__TASK PROMPT__:
Print all of the data exactly, with no line missing.
── GIVEN RECORDS ──
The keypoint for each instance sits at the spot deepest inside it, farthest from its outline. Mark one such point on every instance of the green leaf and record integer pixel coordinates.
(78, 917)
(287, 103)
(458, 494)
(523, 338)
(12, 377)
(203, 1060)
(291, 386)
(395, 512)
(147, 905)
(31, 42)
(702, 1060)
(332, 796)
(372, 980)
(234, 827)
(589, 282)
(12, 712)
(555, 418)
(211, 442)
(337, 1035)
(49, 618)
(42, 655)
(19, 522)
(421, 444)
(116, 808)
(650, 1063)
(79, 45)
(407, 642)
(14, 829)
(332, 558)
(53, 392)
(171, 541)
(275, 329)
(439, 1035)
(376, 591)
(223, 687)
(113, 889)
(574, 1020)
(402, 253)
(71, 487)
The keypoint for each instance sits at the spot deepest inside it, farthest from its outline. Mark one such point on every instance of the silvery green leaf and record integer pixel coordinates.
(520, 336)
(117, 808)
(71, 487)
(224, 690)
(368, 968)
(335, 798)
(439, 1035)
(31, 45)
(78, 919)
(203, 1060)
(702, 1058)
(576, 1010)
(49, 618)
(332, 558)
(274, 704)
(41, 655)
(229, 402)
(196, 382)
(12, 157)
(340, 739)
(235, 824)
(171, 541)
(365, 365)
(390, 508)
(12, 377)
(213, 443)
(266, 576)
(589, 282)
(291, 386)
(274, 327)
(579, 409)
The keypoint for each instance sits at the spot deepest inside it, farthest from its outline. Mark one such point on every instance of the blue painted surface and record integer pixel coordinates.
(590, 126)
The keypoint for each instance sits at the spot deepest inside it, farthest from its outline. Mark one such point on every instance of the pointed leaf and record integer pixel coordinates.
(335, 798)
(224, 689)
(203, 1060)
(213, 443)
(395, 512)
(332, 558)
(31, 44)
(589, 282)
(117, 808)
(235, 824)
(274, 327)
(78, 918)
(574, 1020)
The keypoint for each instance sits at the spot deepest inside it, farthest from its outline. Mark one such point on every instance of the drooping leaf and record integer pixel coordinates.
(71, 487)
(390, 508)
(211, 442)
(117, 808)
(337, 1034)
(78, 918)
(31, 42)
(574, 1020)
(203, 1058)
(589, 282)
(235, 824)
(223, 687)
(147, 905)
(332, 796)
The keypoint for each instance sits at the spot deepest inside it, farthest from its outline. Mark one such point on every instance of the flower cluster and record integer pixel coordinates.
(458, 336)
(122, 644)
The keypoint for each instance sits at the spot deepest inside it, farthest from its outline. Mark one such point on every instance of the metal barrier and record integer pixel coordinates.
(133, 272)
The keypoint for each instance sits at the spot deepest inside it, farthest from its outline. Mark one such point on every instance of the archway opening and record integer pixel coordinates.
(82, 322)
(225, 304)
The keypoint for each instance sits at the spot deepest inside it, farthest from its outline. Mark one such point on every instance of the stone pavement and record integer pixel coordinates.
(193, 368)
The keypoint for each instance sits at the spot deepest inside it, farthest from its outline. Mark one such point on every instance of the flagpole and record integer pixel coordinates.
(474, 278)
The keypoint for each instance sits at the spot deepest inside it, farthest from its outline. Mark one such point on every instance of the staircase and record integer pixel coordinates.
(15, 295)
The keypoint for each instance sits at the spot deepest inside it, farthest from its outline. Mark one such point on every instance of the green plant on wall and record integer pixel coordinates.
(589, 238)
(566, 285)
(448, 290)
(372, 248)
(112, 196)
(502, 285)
───
__ANSWER SPACE__:
The keypoint for each instance sits at the spot deepest inside it, farthest from its outline. Mark one such point on every instance of the green leaf and record integer pixel coordinates.
(78, 917)
(287, 103)
(458, 494)
(523, 338)
(12, 377)
(203, 1060)
(291, 386)
(395, 512)
(147, 905)
(31, 42)
(702, 1060)
(332, 796)
(372, 980)
(234, 827)
(589, 282)
(12, 712)
(555, 418)
(211, 442)
(337, 1035)
(49, 618)
(42, 655)
(19, 522)
(421, 444)
(116, 808)
(650, 1063)
(79, 45)
(407, 642)
(14, 829)
(332, 558)
(53, 392)
(171, 541)
(275, 329)
(439, 1035)
(376, 591)
(223, 687)
(113, 889)
(574, 1020)
(402, 253)
(71, 487)
The keypoint for each instance sits at the spot deepest inside it, farthest from its outline. Mark one such point on every instance of the silvery green leaf and record integer pixel coordinates.
(520, 336)
(117, 808)
(71, 487)
(224, 690)
(368, 968)
(335, 798)
(439, 1035)
(31, 45)
(78, 919)
(203, 1060)
(702, 1058)
(576, 1010)
(49, 618)
(332, 558)
(274, 704)
(41, 655)
(229, 402)
(196, 382)
(12, 157)
(340, 739)
(235, 824)
(171, 541)
(365, 365)
(390, 508)
(12, 377)
(213, 443)
(266, 576)
(589, 282)
(291, 386)
(274, 327)
(579, 409)
The keypoint for each instance sits at the spot deepest inside it, farthest from its outline. Mark one such point on every instance of the blue painted surface and record integer pixel coordinates.
(590, 126)
The keypoint for each instance sits at the spot deepest inside it, farthest from its outline. Mark one such point on every instance of the pointed leaf and record integer pixel coordinates.
(335, 798)
(224, 689)
(203, 1060)
(213, 443)
(395, 512)
(332, 558)
(31, 44)
(589, 282)
(117, 808)
(235, 824)
(274, 327)
(78, 918)
(574, 1020)
The keypoint for each instance sits at the spot deepest inside it, farthest from its outline. Mark one such point on every instance of the drooping leaf and record integer pixel coordinates.
(71, 487)
(390, 508)
(211, 442)
(117, 808)
(337, 1034)
(78, 918)
(31, 42)
(574, 1020)
(203, 1058)
(589, 282)
(235, 824)
(223, 687)
(147, 905)
(332, 796)
The keypoint for each instance sits at the spot deepest inside it, farthest from its outline. Mark one such point on every instance of the flower cluster and record integer pixel coordinates.
(458, 336)
(122, 644)
The keypoint for each instance sits at the spot deepest inside it, farthest from its outline. Mark one such point on every instance of the metal barrier and record integer pixel coordinates.
(133, 272)
The keypoint for each instance sits at the spot deepest inside it, farthest from its outline. Mark one such point on every instance of the archway opening and record integer pixel coordinates.
(82, 322)
(225, 304)
The keypoint for each instance sits at the spot deepest inside it, farthest from its outline. Mark one such point on every instance of the stone pavement and record integer pixel coordinates.
(193, 368)
The keypoint for each instance sits at the spot deepest inside it, farthest from its outline. Mark one such point on every instance of the flagpole and record integer pixel coordinates.
(474, 278)
The keypoint for each instance sits at the spot deepest inside it, farthest from its outline. Mark one such point on every instance of the staircase and record integer pixel coordinates.
(15, 295)
The keypoint for each instance sits at the spot deepest inside it, farthest from its outline. Mark one such point on every instance of the green plant on wall and record integer pixel coordinates.
(589, 238)
(566, 285)
(448, 290)
(372, 248)
(112, 196)
(502, 285)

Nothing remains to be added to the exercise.